SET EXERCISE>
Could the lines from the one with "diver's left hand" through the end of the listing be restated exactly, with nothing else included?

SUPPLIED RECORDS>
'''
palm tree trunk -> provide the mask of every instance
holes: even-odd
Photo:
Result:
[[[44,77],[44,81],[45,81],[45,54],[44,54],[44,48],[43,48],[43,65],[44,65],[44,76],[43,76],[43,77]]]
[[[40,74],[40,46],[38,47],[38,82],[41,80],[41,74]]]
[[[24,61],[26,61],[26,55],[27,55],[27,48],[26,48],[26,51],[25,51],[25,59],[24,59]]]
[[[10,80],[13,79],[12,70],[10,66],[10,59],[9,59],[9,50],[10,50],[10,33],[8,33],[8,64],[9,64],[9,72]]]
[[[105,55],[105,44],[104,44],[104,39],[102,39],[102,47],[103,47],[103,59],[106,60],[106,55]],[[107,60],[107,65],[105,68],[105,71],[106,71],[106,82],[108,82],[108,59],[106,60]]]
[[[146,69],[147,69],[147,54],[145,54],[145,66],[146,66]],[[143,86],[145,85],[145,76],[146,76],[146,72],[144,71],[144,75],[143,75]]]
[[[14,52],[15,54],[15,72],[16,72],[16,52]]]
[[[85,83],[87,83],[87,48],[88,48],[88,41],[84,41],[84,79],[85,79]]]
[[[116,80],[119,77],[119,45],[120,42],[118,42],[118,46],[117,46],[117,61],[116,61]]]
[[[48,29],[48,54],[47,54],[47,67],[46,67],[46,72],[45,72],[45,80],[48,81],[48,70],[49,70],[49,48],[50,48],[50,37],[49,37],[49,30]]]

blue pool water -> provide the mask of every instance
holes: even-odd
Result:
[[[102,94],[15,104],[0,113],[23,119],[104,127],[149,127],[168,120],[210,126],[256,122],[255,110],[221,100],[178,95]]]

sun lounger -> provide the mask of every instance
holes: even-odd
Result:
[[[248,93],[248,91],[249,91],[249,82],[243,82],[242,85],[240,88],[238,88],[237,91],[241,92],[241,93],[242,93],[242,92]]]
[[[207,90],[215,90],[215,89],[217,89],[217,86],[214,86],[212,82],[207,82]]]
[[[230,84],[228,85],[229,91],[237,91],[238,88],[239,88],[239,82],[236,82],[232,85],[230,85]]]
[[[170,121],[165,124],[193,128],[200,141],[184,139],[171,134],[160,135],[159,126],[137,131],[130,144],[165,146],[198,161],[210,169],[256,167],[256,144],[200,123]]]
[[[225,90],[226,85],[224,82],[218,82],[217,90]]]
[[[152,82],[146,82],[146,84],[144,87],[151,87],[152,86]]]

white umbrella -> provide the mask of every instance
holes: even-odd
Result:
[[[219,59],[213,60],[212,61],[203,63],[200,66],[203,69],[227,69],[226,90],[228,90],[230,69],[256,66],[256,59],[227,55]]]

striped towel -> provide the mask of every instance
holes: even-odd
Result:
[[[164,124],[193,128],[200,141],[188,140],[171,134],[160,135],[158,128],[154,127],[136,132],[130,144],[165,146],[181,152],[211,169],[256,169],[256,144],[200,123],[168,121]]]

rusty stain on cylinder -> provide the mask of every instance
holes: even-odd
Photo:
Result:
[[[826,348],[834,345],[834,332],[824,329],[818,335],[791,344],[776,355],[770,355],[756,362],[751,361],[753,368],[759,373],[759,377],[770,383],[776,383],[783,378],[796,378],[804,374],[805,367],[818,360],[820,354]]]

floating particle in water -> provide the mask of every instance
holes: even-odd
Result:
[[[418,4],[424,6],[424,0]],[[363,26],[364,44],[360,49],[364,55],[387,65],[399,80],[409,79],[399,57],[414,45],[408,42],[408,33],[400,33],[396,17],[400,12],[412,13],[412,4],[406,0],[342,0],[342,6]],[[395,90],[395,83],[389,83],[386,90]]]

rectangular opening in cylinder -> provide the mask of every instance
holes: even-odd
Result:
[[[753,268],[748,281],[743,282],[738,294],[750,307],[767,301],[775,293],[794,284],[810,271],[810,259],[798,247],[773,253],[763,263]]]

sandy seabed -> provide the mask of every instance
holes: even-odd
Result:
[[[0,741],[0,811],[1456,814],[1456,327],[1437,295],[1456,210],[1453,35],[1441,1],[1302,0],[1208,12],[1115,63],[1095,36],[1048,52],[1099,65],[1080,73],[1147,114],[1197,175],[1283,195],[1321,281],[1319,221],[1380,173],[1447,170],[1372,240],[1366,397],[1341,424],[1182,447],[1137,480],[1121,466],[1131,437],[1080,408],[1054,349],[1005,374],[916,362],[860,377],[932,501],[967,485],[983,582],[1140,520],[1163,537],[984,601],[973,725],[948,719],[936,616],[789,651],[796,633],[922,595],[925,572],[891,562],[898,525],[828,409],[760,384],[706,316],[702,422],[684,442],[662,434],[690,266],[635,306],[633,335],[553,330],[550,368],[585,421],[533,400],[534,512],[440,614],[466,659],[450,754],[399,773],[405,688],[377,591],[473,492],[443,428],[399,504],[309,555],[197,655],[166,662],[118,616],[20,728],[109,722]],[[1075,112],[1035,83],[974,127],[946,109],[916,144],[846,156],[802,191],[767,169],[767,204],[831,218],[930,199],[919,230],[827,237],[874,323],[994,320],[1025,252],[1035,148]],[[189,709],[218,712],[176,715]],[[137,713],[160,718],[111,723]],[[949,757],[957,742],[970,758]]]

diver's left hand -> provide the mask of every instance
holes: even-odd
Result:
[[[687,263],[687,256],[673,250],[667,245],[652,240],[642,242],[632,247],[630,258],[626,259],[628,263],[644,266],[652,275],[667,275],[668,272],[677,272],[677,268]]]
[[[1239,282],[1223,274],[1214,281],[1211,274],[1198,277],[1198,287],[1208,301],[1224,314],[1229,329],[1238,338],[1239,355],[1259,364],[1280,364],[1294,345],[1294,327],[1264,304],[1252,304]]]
'''
RESPONSE FOR THIS EXERCISE>
diver's left hand -> provide the mask of every instance
holes: even-odd
Result:
[[[687,263],[687,256],[673,250],[667,245],[652,240],[642,242],[632,247],[630,258],[626,259],[628,263],[644,266],[652,275],[667,275],[668,272],[677,272],[677,268]]]
[[[1239,282],[1223,274],[1214,281],[1211,274],[1198,277],[1198,287],[1208,301],[1224,314],[1229,329],[1238,338],[1239,355],[1259,364],[1280,364],[1294,345],[1294,327],[1264,304],[1252,304]]]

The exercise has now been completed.